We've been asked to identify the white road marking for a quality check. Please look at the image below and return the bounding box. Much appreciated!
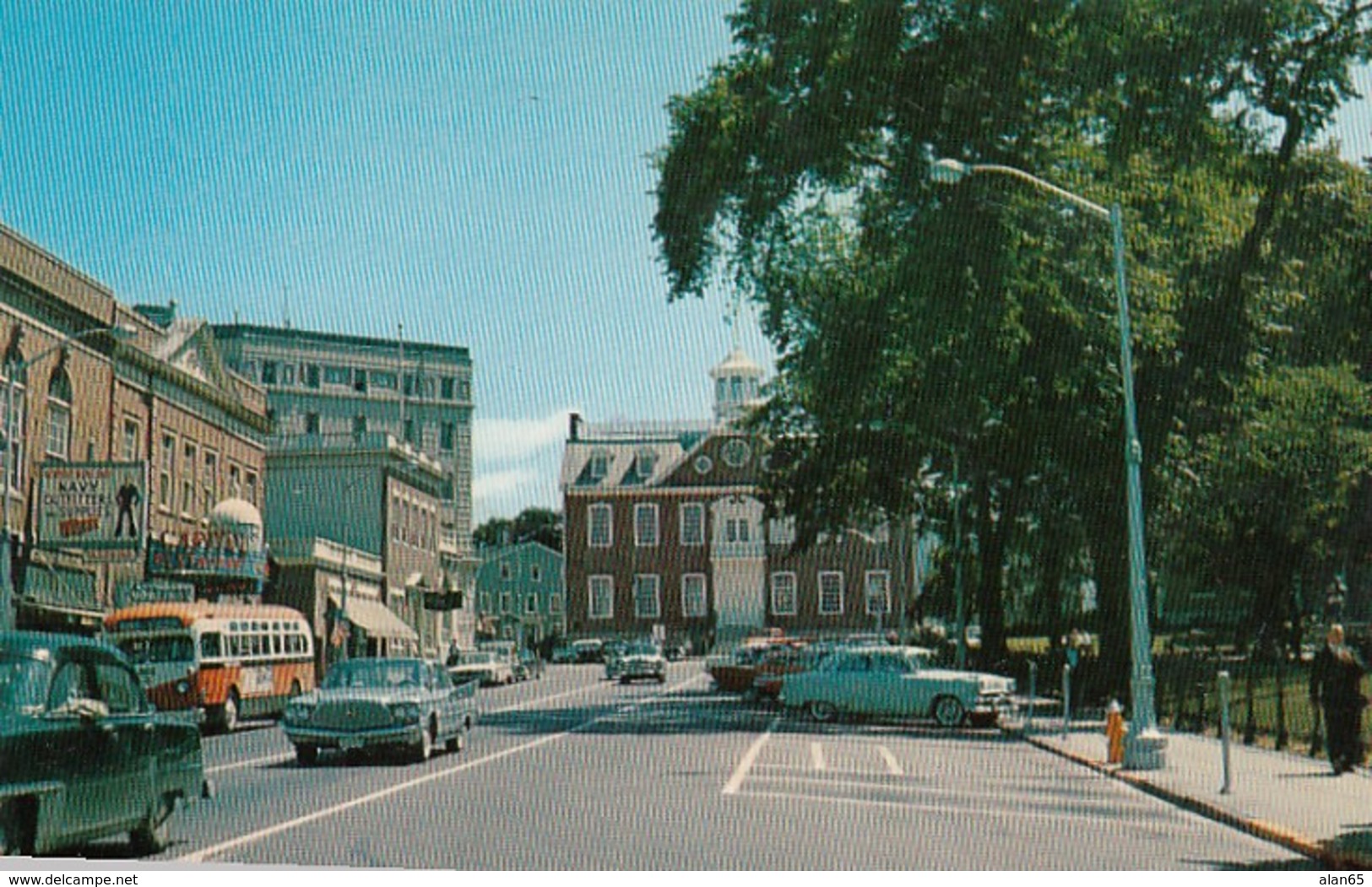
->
[204,754,295,776]
[174,676,700,863]
[876,746,906,776]
[723,717,781,795]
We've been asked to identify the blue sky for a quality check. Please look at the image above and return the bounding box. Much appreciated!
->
[0,0,1372,521]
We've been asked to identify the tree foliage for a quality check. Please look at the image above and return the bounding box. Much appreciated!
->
[654,0,1372,688]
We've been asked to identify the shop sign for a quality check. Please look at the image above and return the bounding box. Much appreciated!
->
[37,462,147,551]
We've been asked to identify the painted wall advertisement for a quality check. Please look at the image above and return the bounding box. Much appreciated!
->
[39,462,147,551]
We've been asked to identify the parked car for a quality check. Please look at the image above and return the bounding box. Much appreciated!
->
[572,637,605,663]
[447,650,514,687]
[605,641,667,684]
[0,632,209,856]
[781,647,1016,727]
[281,658,476,766]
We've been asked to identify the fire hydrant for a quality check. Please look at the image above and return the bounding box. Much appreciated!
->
[1106,699,1126,764]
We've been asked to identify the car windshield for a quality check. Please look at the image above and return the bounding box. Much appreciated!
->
[321,659,424,690]
[118,635,195,663]
[0,652,51,711]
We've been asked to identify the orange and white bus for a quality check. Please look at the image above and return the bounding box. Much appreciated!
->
[105,600,314,731]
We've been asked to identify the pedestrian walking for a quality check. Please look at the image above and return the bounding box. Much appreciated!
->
[1310,624,1368,775]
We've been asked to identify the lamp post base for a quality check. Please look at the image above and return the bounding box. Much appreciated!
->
[1124,729,1168,771]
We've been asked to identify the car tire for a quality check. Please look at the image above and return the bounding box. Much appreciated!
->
[220,687,239,733]
[805,699,838,724]
[129,798,176,857]
[410,720,437,764]
[933,696,968,728]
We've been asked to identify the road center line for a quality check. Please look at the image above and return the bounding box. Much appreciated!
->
[174,676,702,863]
[723,716,781,795]
[876,746,906,776]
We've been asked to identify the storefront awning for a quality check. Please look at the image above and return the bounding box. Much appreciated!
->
[329,595,420,641]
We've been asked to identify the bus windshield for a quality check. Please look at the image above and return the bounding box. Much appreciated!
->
[117,635,195,663]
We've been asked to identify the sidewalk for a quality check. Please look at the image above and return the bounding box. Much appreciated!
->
[1025,718,1372,868]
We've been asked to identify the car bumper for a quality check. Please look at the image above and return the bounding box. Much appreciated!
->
[283,724,423,750]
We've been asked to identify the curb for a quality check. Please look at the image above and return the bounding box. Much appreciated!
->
[1023,736,1372,869]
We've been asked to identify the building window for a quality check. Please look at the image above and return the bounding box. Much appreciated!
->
[634,505,657,549]
[819,571,843,615]
[682,573,708,619]
[634,573,663,619]
[586,503,615,549]
[46,366,72,461]
[867,571,891,615]
[588,576,615,619]
[182,441,200,514]
[158,435,176,509]
[773,573,796,615]
[123,419,143,462]
[682,502,705,546]
[200,450,220,514]
[4,349,29,489]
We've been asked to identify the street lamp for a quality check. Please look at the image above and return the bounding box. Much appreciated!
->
[0,327,138,630]
[929,158,1166,771]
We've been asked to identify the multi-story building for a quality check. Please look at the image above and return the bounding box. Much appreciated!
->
[214,323,478,643]
[561,349,913,650]
[476,540,567,647]
[266,432,455,657]
[0,226,270,630]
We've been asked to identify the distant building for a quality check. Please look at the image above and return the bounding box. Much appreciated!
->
[560,349,914,650]
[214,323,478,646]
[476,542,567,647]
[0,226,270,632]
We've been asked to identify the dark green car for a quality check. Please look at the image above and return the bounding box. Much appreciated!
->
[0,632,209,856]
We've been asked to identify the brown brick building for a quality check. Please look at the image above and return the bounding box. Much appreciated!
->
[0,226,270,630]
[561,351,911,650]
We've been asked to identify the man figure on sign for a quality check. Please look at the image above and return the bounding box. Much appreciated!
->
[1310,624,1367,776]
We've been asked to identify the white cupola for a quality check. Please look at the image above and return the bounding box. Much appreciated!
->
[709,347,763,425]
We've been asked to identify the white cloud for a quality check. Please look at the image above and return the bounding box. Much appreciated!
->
[472,410,571,527]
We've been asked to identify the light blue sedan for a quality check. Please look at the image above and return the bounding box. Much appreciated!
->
[781,647,1016,727]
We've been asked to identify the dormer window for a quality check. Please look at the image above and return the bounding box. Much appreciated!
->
[586,452,610,483]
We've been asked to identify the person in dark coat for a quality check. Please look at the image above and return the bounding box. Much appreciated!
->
[1310,625,1368,775]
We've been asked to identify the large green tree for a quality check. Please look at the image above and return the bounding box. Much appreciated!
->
[654,0,1372,688]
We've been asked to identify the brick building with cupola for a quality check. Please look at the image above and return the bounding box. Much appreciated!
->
[560,349,917,652]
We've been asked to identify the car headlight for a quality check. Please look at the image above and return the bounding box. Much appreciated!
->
[391,702,420,724]
[283,702,314,724]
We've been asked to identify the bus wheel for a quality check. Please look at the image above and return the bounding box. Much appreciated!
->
[220,688,239,733]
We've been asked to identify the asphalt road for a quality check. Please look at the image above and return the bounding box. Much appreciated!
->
[67,661,1313,869]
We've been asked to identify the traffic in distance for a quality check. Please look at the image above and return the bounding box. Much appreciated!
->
[0,616,1016,856]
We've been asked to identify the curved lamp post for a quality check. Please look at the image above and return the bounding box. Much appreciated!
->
[0,327,138,630]
[929,158,1166,771]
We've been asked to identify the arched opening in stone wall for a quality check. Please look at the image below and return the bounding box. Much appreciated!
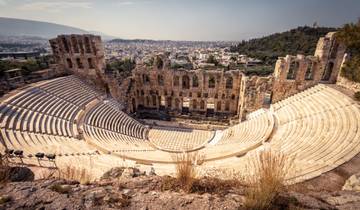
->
[166,97,172,109]
[76,58,84,69]
[62,38,70,53]
[206,99,215,115]
[209,76,216,88]
[155,56,164,69]
[286,61,299,80]
[175,98,180,109]
[216,101,221,112]
[143,74,150,85]
[66,58,73,69]
[85,37,91,53]
[71,36,79,53]
[174,76,180,87]
[226,77,233,89]
[193,75,199,87]
[321,62,334,81]
[200,100,205,110]
[145,96,150,106]
[131,98,137,112]
[88,58,94,69]
[181,97,190,114]
[305,61,314,80]
[158,75,164,86]
[330,41,339,59]
[192,99,197,109]
[151,95,157,107]
[225,101,230,112]
[182,75,190,89]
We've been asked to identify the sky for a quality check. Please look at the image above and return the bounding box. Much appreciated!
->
[0,0,360,41]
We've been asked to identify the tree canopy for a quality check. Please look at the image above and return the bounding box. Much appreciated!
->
[231,26,337,65]
[336,20,360,82]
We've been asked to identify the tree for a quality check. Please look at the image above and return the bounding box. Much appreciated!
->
[336,23,360,82]
[206,55,219,66]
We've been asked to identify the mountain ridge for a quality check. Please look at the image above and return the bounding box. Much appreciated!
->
[0,17,114,40]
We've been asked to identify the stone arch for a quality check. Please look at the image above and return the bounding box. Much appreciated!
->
[145,96,150,106]
[131,98,137,112]
[174,76,180,87]
[166,97,172,108]
[155,56,164,69]
[192,99,197,109]
[286,61,299,80]
[158,75,164,86]
[321,62,334,81]
[88,58,94,69]
[200,100,205,109]
[85,36,91,53]
[209,76,216,88]
[330,41,339,59]
[225,101,230,112]
[175,98,180,109]
[225,76,233,89]
[192,75,199,87]
[216,101,221,112]
[62,37,70,53]
[151,95,157,106]
[76,58,84,69]
[182,75,190,89]
[143,74,150,84]
[305,61,314,80]
[66,58,73,69]
[71,36,80,53]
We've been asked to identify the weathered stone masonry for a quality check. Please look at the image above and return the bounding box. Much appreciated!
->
[50,33,345,122]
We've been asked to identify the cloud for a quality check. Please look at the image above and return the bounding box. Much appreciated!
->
[117,1,135,6]
[0,0,8,6]
[116,0,150,6]
[17,0,92,12]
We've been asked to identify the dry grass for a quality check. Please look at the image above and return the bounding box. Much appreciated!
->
[56,166,93,184]
[161,152,204,192]
[0,155,11,184]
[245,150,293,210]
[175,153,198,191]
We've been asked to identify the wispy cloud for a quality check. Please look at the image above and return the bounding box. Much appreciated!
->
[17,0,92,12]
[116,0,150,6]
[0,0,8,6]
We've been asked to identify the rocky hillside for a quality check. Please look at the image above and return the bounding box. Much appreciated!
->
[231,26,337,64]
[0,168,360,210]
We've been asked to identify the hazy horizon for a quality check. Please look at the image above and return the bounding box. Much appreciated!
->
[0,0,360,41]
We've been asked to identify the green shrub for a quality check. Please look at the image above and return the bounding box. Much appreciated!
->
[354,91,360,101]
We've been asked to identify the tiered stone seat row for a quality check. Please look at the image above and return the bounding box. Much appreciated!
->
[37,76,101,107]
[202,111,274,159]
[149,126,214,151]
[270,85,360,181]
[84,101,147,139]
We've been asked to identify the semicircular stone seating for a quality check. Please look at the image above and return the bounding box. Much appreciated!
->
[0,76,128,177]
[201,84,360,183]
[0,76,360,182]
[149,126,214,152]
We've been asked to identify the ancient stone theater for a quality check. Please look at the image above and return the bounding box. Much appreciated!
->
[0,33,360,183]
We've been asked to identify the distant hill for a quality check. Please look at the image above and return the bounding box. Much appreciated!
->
[0,17,114,40]
[231,26,337,65]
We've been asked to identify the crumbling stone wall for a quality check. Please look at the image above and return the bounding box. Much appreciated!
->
[239,76,273,120]
[50,33,348,122]
[49,34,107,90]
[272,32,345,103]
[130,57,243,120]
[336,54,360,92]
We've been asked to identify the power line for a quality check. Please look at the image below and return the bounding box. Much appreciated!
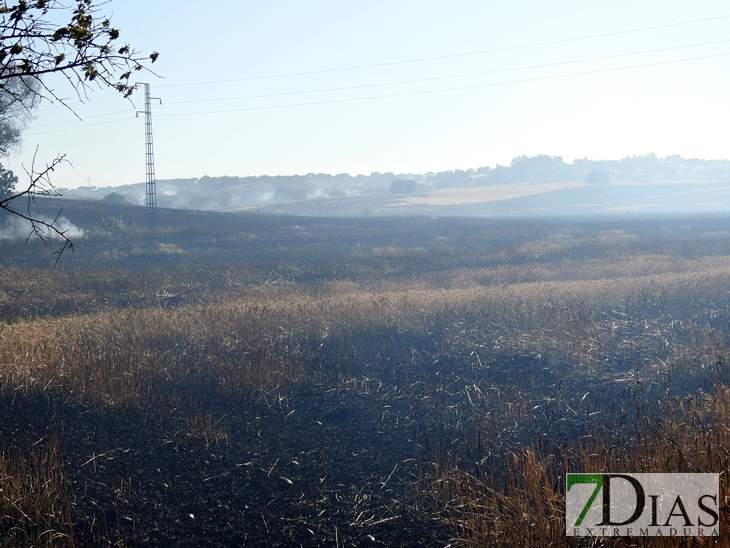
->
[157,15,730,88]
[152,53,730,117]
[19,49,730,136]
[162,39,730,105]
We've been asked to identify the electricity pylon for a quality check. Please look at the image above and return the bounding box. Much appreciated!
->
[136,82,162,250]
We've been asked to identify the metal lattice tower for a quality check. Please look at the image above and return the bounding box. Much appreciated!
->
[137,82,162,249]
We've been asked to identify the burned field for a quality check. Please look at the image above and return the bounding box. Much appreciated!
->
[0,203,730,547]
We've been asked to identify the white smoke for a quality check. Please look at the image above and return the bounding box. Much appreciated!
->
[0,214,84,240]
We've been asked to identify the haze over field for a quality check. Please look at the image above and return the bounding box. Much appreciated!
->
[62,154,730,216]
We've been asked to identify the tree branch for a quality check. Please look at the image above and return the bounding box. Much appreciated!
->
[0,148,74,268]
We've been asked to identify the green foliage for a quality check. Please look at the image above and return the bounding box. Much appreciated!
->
[0,0,159,99]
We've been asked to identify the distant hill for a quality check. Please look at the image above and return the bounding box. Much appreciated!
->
[61,154,730,216]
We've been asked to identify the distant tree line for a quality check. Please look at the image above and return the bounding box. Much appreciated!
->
[62,154,730,213]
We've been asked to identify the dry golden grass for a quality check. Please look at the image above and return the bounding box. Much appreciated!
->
[0,243,730,546]
[0,437,75,548]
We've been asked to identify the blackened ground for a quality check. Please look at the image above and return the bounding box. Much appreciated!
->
[0,383,449,547]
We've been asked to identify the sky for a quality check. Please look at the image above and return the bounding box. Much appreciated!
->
[8,0,730,188]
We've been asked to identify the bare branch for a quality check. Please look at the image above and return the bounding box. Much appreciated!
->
[0,149,74,267]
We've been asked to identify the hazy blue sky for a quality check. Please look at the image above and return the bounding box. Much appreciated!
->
[5,0,730,187]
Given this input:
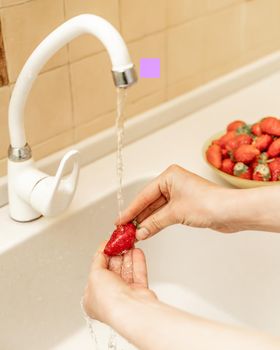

• _JOB_
Rewrite the entries from the start up to and including the line with "[39,462,147,551]", changing "quality check" to "final review" and keeping everything else the same. Leave the pictures out.

• _SOLUTION TO THE EXERCISE_
We've been asked to identify the white road marking for a final review. Please look at the image below and return the bounding box. Much appreciated!
->
[204,754,295,776]
[174,676,700,863]
[876,746,906,776]
[723,717,781,795]
We've been asked to identify the blue sky for a final review. Please look at the image above and return the bounding box. Much appreciated!
->
[0,0,1372,521]
We've been asked to identify the tree foliage for a final review. Please look at the image above and return the bounding box. Much appreciated!
->
[654,0,1372,688]
We've been asked to identify the shop sign for a final review. Please look at the image above and return the bounding box. Much appreciated!
->
[37,462,147,551]
We've been asked to identify the painted wall advertisement for a final review. Please look at the image above and return the bounding box. Much appreciated!
->
[39,462,147,551]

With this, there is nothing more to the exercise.